EXERCICES:
(a) D'après l'extrait sur Jane Bowles, qu'est-ce qui l'a condamnée, bien avant la maladie, à un état de défaite et de blessure irréparables ? Répondez en une à trois phrases.
(b) Recopiez le passage de l'extrait sur Jane Bowles qui va de « Dans une entrée » jusqu'à « ils ont déraillé. ».

── EXTRAIT ──

"Est-elle réelle?" se demandait nerveusement Tennessee Williams devant l' "animation de vif-argent" de Jane Bowles...
Jane Bowles, qui, rappelons-le,avouait se sentir souvent offensée et souffrait de n'être appréciée que par une poignée d'amis, a d'abord été une femme à vif, rongée par une
hyper-exigence vis-à-vis de son propre travail d'écriture ne trahissant rien moins que la peur de son propre talent. Il suffit d'ailleurs de lire quelques passages de sa correspondance avec Paul B. pour saisir à quel point la piètre estime en laquelle elle se tenait l'a condamnée bien avant la maladie à un état de
défaite, de blessure irréparables.
Dans une entrée de son journal puis dans l'une des nombreuses lettres qu'elle adresse à l'homme qu'elle a épousé il y a seize ans, Emmy Moore doute, et oublie ce qui l'a conduite à séjourner seule à l'hôtel Henry. Troublée par une féminité duelle, clivée entre ce qu'elle nomme la "femme féminine" - la Turque belle et soumise à laquelle elle s'identifie de manière dépréciative- et une aspiration à plus d'indépendance et d'audace sous les traits fantasmés de" l'Américaine virile", Emmy se soumet aux injonctions bienveillantes et thérapeutiques de son mari, s'alignant sur des schémas à l'oeuvre chez Charlotte Perkins Gilman ou Alice James et dont on sait combien ils ont déraillé.
Parole sous tutelle, celle de l'autre-masculin- donc-légitime:
" Tu m'as encouragée à écrire chaque fois que j'éprouverais le besoin de mettre mes pensées au clair" mais qui jaillit des tréfonds d'une culpabilité terrible, du besoin -ravageur- de justifier ses actions, son existence. Le passage à l'acte d'écrire est ici une douleur.

───
── DONNÉES D'ENTRÉE ──

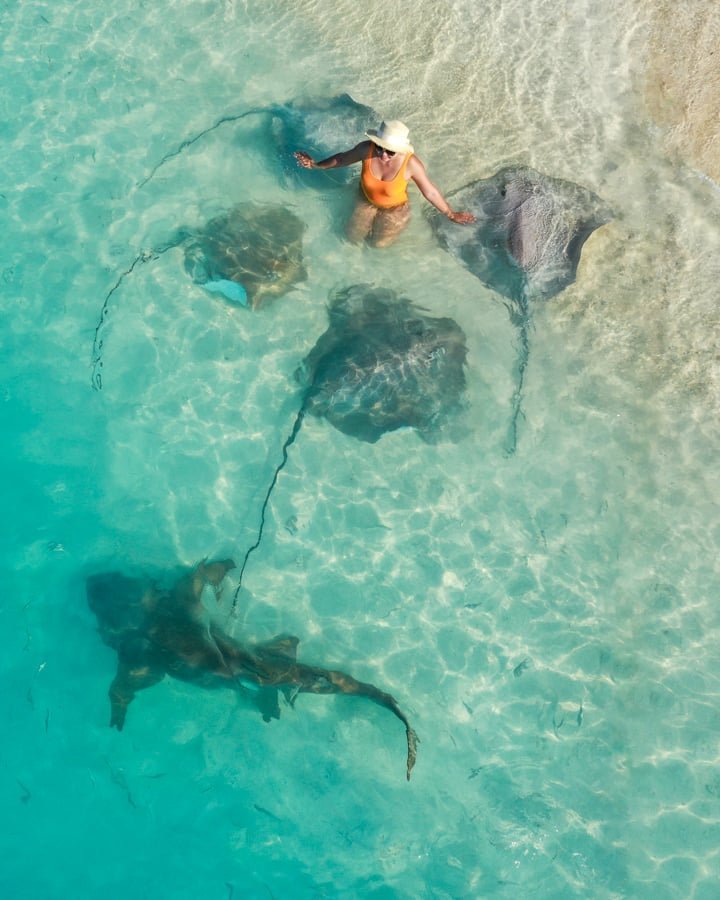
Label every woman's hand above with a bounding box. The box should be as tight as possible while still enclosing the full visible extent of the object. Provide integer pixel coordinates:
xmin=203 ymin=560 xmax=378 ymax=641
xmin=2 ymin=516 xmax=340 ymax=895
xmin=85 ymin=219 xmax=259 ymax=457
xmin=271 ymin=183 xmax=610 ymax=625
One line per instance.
xmin=293 ymin=150 xmax=315 ymax=169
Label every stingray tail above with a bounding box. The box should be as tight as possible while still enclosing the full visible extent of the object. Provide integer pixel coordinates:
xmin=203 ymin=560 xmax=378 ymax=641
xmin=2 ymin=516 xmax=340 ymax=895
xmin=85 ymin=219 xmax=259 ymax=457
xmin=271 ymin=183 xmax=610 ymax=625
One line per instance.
xmin=137 ymin=106 xmax=276 ymax=188
xmin=90 ymin=239 xmax=182 ymax=391
xmin=300 ymin=666 xmax=420 ymax=781
xmin=505 ymin=292 xmax=530 ymax=456
xmin=232 ymin=403 xmax=306 ymax=612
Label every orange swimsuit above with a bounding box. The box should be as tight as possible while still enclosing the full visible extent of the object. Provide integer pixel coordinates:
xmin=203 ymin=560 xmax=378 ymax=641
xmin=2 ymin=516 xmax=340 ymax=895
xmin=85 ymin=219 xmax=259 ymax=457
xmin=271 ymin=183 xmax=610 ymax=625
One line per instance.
xmin=360 ymin=144 xmax=412 ymax=209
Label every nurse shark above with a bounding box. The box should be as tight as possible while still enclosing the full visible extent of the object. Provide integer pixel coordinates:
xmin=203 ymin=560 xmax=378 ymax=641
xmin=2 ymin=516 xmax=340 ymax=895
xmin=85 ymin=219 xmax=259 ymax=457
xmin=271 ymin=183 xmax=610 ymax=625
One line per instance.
xmin=86 ymin=559 xmax=418 ymax=780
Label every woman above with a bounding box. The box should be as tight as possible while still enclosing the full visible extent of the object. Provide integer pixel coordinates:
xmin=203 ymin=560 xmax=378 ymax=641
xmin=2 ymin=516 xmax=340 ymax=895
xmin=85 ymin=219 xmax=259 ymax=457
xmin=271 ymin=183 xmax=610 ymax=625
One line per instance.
xmin=295 ymin=121 xmax=475 ymax=247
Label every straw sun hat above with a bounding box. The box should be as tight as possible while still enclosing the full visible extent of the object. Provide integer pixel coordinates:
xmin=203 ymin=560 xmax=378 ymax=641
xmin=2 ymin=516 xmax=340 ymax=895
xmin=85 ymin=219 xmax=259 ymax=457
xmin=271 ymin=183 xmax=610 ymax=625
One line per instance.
xmin=365 ymin=119 xmax=413 ymax=153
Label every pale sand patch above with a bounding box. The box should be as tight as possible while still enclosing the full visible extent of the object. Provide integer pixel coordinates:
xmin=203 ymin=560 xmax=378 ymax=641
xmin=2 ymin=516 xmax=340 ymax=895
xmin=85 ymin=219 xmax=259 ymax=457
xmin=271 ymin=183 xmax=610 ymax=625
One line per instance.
xmin=645 ymin=0 xmax=720 ymax=184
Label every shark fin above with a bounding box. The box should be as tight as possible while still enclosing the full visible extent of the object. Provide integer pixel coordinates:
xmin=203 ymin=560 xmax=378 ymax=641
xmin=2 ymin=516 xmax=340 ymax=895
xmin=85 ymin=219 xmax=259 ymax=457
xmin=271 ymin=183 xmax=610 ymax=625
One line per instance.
xmin=256 ymin=634 xmax=300 ymax=662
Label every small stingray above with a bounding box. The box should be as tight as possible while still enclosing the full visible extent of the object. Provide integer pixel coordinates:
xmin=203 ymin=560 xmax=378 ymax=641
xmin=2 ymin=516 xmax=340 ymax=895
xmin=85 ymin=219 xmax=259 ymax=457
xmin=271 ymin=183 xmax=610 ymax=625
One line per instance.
xmin=235 ymin=284 xmax=467 ymax=600
xmin=138 ymin=94 xmax=379 ymax=191
xmin=86 ymin=559 xmax=418 ymax=780
xmin=185 ymin=203 xmax=307 ymax=309
xmin=92 ymin=203 xmax=307 ymax=391
xmin=429 ymin=166 xmax=612 ymax=455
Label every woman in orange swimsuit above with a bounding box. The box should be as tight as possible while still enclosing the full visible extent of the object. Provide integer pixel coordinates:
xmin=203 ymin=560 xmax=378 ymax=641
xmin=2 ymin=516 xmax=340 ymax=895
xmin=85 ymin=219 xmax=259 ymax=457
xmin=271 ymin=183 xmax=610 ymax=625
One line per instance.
xmin=295 ymin=121 xmax=475 ymax=247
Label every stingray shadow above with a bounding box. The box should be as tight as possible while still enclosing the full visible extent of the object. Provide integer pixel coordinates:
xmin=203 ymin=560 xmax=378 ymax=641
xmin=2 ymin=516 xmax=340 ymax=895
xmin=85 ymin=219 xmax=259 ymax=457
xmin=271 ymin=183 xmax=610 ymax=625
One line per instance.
xmin=428 ymin=166 xmax=612 ymax=456
xmin=138 ymin=94 xmax=378 ymax=191
xmin=233 ymin=284 xmax=467 ymax=592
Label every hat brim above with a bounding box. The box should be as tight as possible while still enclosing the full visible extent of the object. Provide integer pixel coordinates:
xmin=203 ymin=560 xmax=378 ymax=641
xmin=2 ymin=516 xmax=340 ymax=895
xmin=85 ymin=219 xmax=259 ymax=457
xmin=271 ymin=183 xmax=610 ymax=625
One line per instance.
xmin=365 ymin=128 xmax=415 ymax=153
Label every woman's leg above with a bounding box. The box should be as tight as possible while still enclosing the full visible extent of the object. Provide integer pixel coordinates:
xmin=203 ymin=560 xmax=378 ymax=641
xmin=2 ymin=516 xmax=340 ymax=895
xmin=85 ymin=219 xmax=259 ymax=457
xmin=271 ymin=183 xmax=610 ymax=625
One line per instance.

───

CORRIGÉS:
(a) C'est la piètre estime en laquelle Jane Bowles se tenait. Quelques passages de sa correspondance avec Paul B. suffisent à le montrer.

(b)
Dans une entrée de son journal puis dans l'une des nombreuses lettres qu'elle adresse à l'homme qu'elle a épousé il y a seize ans, Emmy Moore doute, et oublie ce qui l'a conduite à séjourner seule à l'hôtel Henry. Troublée par une féminité duelle, clivée entre ce qu'elle nomme la "femme féminine" - la Turque belle et soumise à laquelle elle s'identifie de manière dépréciative- et une aspiration à plus d'indépendance et d'audace sous les traits fantasmés de" l'Américaine virile", Emmy se soumet aux injonctions bienveillantes et thérapeutiques de son mari, s'alignant sur des schémas à l'oeuvre chez Charlotte Perkins Gilman ou Alice James et dont on sait combien ils ont déraillé.